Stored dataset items
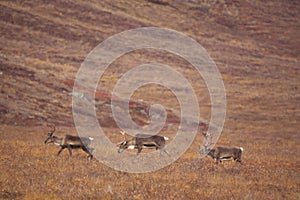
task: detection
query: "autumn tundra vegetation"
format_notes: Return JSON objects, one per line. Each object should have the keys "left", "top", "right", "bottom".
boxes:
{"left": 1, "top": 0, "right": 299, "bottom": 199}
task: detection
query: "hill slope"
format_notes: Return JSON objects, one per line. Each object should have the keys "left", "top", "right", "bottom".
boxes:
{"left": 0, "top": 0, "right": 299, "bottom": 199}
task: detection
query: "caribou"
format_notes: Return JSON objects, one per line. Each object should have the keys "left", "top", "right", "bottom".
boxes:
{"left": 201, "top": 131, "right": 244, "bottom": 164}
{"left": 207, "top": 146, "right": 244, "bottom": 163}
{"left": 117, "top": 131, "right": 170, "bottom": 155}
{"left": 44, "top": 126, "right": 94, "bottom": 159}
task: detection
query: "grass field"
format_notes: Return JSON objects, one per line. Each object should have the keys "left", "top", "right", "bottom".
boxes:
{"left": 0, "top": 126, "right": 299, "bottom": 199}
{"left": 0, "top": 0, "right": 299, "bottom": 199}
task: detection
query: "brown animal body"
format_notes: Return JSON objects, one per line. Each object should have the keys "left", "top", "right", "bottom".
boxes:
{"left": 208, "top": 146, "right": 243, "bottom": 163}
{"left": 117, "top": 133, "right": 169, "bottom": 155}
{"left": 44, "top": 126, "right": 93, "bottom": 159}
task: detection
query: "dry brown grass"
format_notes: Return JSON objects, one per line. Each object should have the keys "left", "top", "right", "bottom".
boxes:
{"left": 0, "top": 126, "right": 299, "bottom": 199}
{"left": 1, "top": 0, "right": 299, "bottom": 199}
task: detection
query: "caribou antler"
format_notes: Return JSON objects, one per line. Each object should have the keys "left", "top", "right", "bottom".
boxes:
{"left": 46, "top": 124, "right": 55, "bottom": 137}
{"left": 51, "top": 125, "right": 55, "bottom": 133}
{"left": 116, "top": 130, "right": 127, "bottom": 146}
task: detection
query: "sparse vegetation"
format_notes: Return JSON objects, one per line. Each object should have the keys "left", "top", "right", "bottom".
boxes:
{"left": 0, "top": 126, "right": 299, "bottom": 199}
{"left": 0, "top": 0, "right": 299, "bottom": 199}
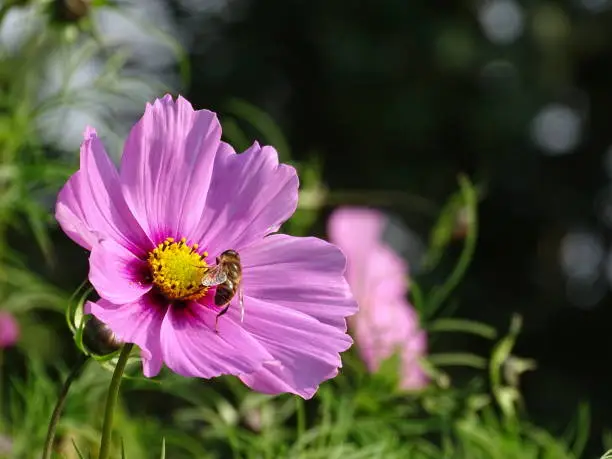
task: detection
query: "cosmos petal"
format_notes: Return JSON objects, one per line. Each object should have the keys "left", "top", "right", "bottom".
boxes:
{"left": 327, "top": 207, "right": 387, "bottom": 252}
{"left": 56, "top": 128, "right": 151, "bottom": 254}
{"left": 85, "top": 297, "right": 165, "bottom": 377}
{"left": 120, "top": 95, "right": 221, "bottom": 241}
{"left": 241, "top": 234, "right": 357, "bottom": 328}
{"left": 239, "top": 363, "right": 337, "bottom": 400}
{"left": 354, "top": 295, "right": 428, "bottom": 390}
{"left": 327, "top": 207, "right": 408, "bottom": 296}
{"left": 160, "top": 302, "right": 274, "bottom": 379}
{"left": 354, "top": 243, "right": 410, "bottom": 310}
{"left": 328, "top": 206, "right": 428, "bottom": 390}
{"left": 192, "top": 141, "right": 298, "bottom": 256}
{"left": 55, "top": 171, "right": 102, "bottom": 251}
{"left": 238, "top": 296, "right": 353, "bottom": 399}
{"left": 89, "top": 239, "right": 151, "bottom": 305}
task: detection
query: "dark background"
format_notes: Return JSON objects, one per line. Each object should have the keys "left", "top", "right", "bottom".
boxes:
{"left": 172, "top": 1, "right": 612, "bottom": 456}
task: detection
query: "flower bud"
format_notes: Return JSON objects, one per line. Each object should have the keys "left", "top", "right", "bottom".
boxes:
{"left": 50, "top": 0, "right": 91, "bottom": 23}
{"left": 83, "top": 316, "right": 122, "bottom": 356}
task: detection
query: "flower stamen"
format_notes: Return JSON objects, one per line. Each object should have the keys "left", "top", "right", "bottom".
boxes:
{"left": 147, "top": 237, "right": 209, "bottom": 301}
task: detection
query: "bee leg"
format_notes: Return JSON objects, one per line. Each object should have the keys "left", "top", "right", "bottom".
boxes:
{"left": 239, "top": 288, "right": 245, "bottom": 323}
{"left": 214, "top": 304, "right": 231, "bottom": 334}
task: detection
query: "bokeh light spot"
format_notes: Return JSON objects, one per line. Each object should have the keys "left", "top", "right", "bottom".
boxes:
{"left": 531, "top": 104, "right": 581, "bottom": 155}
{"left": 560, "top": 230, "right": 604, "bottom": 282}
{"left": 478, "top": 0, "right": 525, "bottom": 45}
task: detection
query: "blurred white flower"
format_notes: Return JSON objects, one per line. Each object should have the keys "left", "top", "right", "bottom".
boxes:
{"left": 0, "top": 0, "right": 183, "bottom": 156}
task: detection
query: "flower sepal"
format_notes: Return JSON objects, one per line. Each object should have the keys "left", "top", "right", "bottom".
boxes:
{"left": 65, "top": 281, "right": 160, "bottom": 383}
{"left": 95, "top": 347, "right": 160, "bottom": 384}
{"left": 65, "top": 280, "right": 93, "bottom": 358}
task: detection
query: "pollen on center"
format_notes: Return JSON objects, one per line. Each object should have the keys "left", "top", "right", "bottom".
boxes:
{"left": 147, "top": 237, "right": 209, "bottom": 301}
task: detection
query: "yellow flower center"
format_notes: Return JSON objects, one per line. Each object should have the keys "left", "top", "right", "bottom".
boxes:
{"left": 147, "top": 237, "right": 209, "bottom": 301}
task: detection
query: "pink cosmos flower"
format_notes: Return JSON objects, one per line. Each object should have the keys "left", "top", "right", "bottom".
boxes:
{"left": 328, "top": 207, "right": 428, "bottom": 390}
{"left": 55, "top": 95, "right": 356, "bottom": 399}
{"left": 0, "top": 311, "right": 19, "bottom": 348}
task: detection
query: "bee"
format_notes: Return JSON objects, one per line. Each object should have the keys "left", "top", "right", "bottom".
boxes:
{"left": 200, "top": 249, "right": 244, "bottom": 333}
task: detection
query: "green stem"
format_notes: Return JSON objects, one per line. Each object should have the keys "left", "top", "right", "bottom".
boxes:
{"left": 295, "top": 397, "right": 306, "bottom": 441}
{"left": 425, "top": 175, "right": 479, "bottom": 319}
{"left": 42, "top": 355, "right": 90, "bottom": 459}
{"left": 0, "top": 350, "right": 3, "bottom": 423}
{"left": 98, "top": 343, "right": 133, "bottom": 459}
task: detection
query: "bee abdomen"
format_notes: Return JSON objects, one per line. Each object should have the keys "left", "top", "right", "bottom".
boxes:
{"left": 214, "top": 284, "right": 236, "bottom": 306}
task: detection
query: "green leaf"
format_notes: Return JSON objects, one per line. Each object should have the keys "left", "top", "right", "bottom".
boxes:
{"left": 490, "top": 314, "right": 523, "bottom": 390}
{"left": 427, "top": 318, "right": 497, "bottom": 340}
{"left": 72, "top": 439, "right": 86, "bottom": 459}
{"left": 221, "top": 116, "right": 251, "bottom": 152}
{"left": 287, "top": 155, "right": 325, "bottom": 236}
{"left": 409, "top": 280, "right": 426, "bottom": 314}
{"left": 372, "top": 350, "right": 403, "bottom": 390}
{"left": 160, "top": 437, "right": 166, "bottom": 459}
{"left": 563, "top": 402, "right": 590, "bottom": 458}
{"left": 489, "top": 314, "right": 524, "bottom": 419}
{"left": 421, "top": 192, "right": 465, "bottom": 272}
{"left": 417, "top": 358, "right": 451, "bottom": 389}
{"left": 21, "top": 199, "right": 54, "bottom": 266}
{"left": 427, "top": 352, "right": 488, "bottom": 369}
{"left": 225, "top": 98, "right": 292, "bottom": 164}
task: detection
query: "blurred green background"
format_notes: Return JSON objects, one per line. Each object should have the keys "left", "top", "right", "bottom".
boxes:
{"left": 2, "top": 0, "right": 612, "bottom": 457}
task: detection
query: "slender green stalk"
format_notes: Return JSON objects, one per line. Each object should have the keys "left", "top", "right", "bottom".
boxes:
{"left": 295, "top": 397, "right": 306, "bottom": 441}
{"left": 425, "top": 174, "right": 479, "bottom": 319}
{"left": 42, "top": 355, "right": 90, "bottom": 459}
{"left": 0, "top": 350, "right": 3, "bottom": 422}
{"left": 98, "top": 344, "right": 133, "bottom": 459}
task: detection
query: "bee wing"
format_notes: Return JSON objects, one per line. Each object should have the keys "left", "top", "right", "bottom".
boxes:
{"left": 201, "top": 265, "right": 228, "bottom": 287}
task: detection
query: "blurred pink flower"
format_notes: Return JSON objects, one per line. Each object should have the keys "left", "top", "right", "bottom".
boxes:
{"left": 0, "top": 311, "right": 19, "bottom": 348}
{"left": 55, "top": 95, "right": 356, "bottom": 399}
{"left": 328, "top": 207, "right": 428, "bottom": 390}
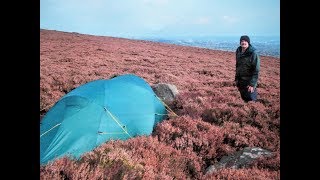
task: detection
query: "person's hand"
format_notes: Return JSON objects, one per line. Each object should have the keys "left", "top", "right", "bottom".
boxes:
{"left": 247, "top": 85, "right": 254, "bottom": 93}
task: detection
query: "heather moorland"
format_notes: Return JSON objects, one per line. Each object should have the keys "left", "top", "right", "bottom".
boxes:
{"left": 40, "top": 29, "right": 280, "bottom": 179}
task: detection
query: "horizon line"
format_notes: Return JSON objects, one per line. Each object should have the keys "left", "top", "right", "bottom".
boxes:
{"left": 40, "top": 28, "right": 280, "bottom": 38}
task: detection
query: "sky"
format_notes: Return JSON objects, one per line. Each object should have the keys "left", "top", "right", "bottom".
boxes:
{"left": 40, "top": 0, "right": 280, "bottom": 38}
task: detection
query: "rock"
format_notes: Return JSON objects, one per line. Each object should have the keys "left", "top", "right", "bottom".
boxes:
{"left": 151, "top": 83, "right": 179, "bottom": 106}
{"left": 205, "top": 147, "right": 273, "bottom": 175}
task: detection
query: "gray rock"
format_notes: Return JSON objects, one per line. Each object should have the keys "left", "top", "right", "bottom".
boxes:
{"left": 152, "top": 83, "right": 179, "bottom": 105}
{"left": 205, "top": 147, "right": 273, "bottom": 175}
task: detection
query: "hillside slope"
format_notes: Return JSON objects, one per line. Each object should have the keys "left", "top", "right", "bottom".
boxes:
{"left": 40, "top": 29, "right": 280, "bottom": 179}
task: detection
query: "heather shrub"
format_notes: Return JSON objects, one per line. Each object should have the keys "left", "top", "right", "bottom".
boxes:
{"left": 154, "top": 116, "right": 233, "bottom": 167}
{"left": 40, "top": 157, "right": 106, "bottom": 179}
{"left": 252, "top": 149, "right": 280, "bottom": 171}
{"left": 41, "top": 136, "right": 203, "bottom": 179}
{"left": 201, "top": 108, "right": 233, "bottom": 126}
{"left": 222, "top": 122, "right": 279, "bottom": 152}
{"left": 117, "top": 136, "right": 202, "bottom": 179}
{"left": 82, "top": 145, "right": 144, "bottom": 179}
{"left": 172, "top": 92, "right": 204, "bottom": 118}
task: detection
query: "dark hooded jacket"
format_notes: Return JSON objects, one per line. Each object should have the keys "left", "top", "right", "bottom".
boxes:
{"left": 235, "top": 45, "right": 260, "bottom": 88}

> Exercise goal
Note each line of the entries that has "background" in it, and copy those lines.

> Finished task
query: "dark background"
query: "blurred green background"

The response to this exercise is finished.